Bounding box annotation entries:
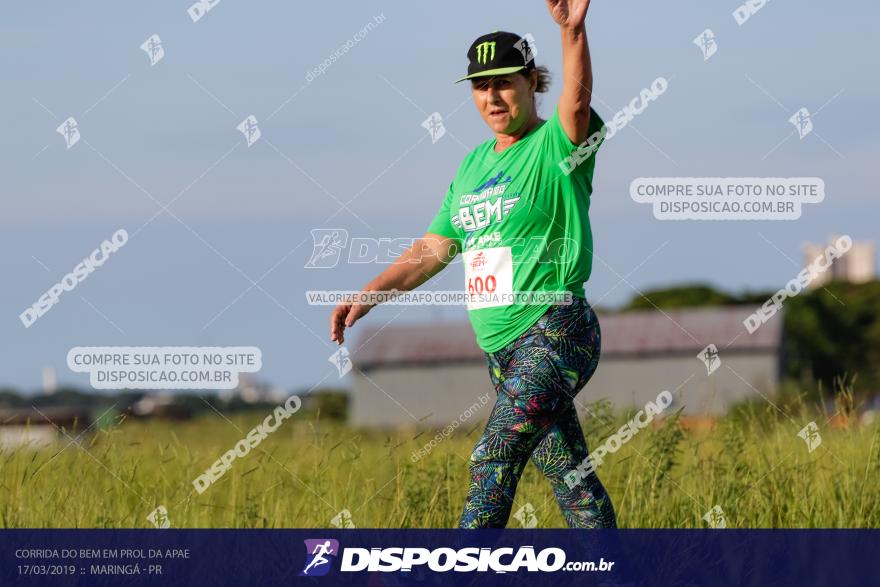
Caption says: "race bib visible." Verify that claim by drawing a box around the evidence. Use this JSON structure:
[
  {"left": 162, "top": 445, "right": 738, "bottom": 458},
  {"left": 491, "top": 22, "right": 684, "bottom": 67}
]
[{"left": 462, "top": 247, "right": 513, "bottom": 310}]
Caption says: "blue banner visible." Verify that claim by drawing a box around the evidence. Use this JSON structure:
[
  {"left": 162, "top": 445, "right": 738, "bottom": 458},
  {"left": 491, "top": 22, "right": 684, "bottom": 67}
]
[{"left": 0, "top": 529, "right": 880, "bottom": 587}]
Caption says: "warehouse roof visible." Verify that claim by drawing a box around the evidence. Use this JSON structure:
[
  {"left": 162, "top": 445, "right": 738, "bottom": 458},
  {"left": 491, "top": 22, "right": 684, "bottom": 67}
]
[{"left": 352, "top": 306, "right": 782, "bottom": 369}]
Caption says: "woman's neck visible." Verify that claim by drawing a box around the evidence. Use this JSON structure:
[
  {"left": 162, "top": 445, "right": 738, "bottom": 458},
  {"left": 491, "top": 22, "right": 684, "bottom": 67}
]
[{"left": 495, "top": 110, "right": 541, "bottom": 153}]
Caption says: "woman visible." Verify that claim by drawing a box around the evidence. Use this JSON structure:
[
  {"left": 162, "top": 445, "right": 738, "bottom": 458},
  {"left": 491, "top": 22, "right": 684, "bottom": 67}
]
[{"left": 330, "top": 0, "right": 616, "bottom": 528}]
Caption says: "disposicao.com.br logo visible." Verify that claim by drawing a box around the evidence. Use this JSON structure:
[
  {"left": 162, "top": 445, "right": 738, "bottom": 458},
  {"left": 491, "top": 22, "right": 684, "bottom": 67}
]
[{"left": 300, "top": 538, "right": 614, "bottom": 577}]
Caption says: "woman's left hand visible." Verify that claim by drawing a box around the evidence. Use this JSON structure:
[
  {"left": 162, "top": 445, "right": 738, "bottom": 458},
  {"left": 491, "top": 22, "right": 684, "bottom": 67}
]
[{"left": 547, "top": 0, "right": 590, "bottom": 27}]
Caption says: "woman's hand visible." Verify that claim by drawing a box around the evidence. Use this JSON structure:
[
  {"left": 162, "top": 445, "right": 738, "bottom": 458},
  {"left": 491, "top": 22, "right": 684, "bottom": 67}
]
[
  {"left": 547, "top": 0, "right": 590, "bottom": 28},
  {"left": 330, "top": 303, "right": 373, "bottom": 344}
]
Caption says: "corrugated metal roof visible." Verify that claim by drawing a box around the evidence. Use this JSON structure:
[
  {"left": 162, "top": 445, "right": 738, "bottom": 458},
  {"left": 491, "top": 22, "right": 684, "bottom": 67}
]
[{"left": 352, "top": 306, "right": 782, "bottom": 369}]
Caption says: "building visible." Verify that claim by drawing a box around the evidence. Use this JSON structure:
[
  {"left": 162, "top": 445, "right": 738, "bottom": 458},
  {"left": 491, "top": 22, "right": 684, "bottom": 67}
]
[
  {"left": 803, "top": 236, "right": 877, "bottom": 289},
  {"left": 349, "top": 306, "right": 783, "bottom": 428},
  {"left": 0, "top": 407, "right": 92, "bottom": 450}
]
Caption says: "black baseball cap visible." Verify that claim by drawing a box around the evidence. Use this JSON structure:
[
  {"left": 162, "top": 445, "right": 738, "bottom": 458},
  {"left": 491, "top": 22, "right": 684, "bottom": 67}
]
[{"left": 455, "top": 31, "right": 535, "bottom": 83}]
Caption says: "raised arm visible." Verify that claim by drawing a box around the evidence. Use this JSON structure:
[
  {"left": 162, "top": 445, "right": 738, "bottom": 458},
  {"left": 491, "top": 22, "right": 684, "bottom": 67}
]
[
  {"left": 547, "top": 0, "right": 593, "bottom": 144},
  {"left": 330, "top": 233, "right": 458, "bottom": 344}
]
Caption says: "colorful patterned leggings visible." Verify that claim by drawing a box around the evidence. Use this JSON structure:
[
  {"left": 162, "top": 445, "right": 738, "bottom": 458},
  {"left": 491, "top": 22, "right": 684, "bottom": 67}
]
[{"left": 459, "top": 297, "right": 617, "bottom": 528}]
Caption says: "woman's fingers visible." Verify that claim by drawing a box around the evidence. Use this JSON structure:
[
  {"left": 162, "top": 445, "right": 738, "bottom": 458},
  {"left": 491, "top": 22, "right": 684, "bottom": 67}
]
[{"left": 330, "top": 304, "right": 351, "bottom": 344}]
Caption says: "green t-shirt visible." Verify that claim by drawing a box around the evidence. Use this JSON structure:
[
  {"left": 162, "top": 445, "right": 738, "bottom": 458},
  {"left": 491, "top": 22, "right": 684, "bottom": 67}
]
[{"left": 427, "top": 104, "right": 604, "bottom": 352}]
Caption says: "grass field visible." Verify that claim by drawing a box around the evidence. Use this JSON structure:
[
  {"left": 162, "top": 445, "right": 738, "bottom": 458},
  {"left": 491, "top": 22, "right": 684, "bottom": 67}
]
[{"left": 0, "top": 402, "right": 880, "bottom": 528}]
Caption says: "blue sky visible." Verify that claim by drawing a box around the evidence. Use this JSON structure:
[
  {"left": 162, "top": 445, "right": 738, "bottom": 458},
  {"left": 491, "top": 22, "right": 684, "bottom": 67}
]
[{"left": 0, "top": 0, "right": 880, "bottom": 390}]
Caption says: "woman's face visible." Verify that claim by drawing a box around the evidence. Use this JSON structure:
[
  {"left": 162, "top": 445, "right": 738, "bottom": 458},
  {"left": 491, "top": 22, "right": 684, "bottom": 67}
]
[{"left": 471, "top": 71, "right": 538, "bottom": 135}]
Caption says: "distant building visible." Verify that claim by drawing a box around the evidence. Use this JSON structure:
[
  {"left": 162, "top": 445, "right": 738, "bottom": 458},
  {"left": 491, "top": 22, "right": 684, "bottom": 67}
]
[
  {"left": 803, "top": 236, "right": 877, "bottom": 289},
  {"left": 0, "top": 407, "right": 92, "bottom": 449},
  {"left": 349, "top": 306, "right": 783, "bottom": 428}
]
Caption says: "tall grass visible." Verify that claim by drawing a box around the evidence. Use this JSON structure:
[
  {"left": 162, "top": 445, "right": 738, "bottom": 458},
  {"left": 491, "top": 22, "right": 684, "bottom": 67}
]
[{"left": 0, "top": 398, "right": 880, "bottom": 528}]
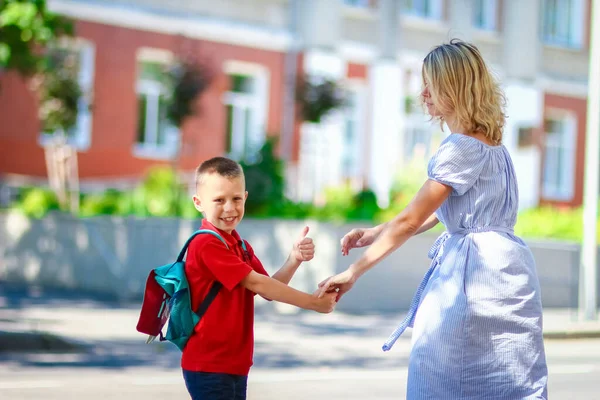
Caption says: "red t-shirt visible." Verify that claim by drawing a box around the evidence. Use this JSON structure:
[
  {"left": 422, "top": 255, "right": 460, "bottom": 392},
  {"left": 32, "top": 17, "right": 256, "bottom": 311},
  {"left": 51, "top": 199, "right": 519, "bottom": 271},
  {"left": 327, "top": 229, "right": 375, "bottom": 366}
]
[{"left": 181, "top": 220, "right": 268, "bottom": 375}]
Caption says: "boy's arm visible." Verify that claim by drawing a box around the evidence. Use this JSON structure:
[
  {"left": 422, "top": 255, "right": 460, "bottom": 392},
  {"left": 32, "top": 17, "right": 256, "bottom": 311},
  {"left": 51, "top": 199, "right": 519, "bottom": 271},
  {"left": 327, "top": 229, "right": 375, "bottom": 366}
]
[
  {"left": 273, "top": 226, "right": 315, "bottom": 285},
  {"left": 240, "top": 271, "right": 337, "bottom": 313}
]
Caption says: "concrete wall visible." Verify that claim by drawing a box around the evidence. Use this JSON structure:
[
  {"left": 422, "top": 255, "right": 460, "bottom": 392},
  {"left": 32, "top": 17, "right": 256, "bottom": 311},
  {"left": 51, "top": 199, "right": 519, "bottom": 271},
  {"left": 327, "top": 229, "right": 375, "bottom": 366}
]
[{"left": 0, "top": 213, "right": 596, "bottom": 313}]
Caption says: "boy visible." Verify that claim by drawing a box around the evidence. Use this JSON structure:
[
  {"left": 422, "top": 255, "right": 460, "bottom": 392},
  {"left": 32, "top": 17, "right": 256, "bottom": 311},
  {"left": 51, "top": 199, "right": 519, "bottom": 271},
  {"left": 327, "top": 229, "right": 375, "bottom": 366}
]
[{"left": 181, "top": 157, "right": 336, "bottom": 400}]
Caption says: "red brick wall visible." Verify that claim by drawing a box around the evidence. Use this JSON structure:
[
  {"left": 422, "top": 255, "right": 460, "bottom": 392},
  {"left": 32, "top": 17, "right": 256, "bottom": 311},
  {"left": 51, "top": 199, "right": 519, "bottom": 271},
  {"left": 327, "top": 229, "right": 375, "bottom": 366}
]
[
  {"left": 0, "top": 21, "right": 284, "bottom": 179},
  {"left": 540, "top": 93, "right": 587, "bottom": 207}
]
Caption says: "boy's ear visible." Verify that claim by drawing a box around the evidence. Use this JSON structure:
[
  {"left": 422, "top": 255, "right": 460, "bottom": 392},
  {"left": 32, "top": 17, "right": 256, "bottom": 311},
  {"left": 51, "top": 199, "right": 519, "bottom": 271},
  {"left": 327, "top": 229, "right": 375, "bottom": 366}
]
[{"left": 192, "top": 195, "right": 203, "bottom": 212}]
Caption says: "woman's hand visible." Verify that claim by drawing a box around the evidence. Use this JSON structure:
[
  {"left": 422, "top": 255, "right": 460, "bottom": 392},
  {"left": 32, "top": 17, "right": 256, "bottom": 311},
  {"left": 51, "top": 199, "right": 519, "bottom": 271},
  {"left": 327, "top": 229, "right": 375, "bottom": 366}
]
[
  {"left": 340, "top": 227, "right": 381, "bottom": 256},
  {"left": 316, "top": 268, "right": 357, "bottom": 301}
]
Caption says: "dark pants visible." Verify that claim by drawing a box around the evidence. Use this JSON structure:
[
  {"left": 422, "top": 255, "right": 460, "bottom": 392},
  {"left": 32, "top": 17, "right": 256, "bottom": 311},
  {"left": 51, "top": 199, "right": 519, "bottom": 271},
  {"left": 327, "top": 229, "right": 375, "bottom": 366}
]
[{"left": 183, "top": 369, "right": 248, "bottom": 400}]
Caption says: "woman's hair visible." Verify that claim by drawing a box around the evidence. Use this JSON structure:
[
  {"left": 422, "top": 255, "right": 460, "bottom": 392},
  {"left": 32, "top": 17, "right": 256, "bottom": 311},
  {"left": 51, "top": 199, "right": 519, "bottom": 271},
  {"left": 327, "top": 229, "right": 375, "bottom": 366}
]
[{"left": 422, "top": 39, "right": 506, "bottom": 144}]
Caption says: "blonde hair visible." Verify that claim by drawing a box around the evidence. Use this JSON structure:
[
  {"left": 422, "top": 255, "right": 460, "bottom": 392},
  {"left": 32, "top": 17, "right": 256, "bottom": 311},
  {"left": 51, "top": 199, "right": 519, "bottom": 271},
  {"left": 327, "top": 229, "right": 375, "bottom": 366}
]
[{"left": 422, "top": 39, "right": 506, "bottom": 145}]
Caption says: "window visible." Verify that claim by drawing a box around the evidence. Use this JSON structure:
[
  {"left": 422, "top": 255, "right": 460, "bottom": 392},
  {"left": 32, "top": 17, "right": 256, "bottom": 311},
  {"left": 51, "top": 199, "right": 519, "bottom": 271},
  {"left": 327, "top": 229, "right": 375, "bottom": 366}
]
[
  {"left": 134, "top": 49, "right": 179, "bottom": 159},
  {"left": 223, "top": 62, "right": 268, "bottom": 161},
  {"left": 402, "top": 0, "right": 442, "bottom": 20},
  {"left": 342, "top": 85, "right": 365, "bottom": 184},
  {"left": 399, "top": 68, "right": 441, "bottom": 162},
  {"left": 542, "top": 0, "right": 586, "bottom": 49},
  {"left": 542, "top": 116, "right": 576, "bottom": 201},
  {"left": 473, "top": 0, "right": 498, "bottom": 31},
  {"left": 40, "top": 39, "right": 94, "bottom": 151},
  {"left": 344, "top": 0, "right": 373, "bottom": 8}
]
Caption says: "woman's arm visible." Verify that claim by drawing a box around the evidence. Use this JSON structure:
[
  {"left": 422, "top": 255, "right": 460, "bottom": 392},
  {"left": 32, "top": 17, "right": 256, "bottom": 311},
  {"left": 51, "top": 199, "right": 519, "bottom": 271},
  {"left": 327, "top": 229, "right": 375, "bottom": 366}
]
[
  {"left": 348, "top": 180, "right": 452, "bottom": 278},
  {"left": 413, "top": 213, "right": 440, "bottom": 236}
]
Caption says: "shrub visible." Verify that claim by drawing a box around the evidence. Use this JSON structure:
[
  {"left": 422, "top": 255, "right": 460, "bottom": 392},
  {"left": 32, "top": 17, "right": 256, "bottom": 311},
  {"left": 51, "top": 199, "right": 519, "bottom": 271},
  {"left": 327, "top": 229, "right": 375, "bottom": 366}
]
[{"left": 16, "top": 188, "right": 60, "bottom": 218}]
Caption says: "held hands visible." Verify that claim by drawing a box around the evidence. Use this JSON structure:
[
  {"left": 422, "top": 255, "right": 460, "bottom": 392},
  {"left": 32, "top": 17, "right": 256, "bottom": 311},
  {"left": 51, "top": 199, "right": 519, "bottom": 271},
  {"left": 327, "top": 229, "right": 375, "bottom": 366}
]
[
  {"left": 290, "top": 226, "right": 315, "bottom": 262},
  {"left": 313, "top": 290, "right": 337, "bottom": 314},
  {"left": 315, "top": 269, "right": 357, "bottom": 301},
  {"left": 340, "top": 228, "right": 378, "bottom": 256}
]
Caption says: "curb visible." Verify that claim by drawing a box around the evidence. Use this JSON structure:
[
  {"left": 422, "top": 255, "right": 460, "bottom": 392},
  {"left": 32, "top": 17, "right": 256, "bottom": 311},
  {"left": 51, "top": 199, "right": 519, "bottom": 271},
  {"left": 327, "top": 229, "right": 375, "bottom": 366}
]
[
  {"left": 544, "top": 329, "right": 600, "bottom": 340},
  {"left": 0, "top": 331, "right": 87, "bottom": 354}
]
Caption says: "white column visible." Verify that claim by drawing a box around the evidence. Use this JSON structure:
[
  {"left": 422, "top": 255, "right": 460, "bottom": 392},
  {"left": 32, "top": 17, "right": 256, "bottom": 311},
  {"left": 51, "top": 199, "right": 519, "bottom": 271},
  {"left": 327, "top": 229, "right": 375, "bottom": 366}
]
[
  {"left": 298, "top": 49, "right": 346, "bottom": 201},
  {"left": 366, "top": 0, "right": 404, "bottom": 207},
  {"left": 579, "top": 0, "right": 600, "bottom": 320},
  {"left": 368, "top": 60, "right": 404, "bottom": 207},
  {"left": 502, "top": 0, "right": 544, "bottom": 209},
  {"left": 502, "top": 0, "right": 541, "bottom": 82},
  {"left": 447, "top": 0, "right": 473, "bottom": 42}
]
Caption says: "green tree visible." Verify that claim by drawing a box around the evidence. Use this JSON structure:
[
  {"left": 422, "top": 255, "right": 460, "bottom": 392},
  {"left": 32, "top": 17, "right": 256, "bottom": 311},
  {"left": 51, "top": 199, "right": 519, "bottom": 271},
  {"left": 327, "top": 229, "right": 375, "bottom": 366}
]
[
  {"left": 0, "top": 0, "right": 73, "bottom": 76},
  {"left": 240, "top": 136, "right": 285, "bottom": 216}
]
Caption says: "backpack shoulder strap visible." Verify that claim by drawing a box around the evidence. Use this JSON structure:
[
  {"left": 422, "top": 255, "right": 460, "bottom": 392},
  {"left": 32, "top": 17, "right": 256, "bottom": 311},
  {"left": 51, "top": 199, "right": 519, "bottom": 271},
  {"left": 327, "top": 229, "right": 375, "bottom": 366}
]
[
  {"left": 177, "top": 229, "right": 229, "bottom": 262},
  {"left": 195, "top": 281, "right": 223, "bottom": 319}
]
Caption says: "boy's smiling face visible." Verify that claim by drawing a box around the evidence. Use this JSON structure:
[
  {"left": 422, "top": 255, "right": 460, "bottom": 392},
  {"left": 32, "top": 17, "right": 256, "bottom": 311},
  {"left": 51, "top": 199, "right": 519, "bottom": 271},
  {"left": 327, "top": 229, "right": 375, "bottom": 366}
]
[{"left": 194, "top": 172, "right": 248, "bottom": 234}]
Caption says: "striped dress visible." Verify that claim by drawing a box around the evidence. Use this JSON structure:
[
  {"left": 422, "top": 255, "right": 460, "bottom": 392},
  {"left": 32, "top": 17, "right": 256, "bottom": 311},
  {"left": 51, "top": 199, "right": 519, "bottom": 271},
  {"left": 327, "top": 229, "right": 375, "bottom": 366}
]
[{"left": 384, "top": 133, "right": 548, "bottom": 400}]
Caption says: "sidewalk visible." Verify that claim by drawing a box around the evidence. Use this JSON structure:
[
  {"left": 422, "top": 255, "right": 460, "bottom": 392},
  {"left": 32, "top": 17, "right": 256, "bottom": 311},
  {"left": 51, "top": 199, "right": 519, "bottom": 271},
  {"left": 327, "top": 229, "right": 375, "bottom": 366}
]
[{"left": 0, "top": 288, "right": 600, "bottom": 352}]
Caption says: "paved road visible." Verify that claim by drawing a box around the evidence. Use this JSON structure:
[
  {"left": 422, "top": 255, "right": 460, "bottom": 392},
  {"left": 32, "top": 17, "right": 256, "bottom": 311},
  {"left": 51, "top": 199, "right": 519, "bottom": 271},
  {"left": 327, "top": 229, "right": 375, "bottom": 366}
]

#### WORK TO DO:
Count the lines in the entries above that contain the string "face", and give only that number.

#### FINISHED ANSWER:
2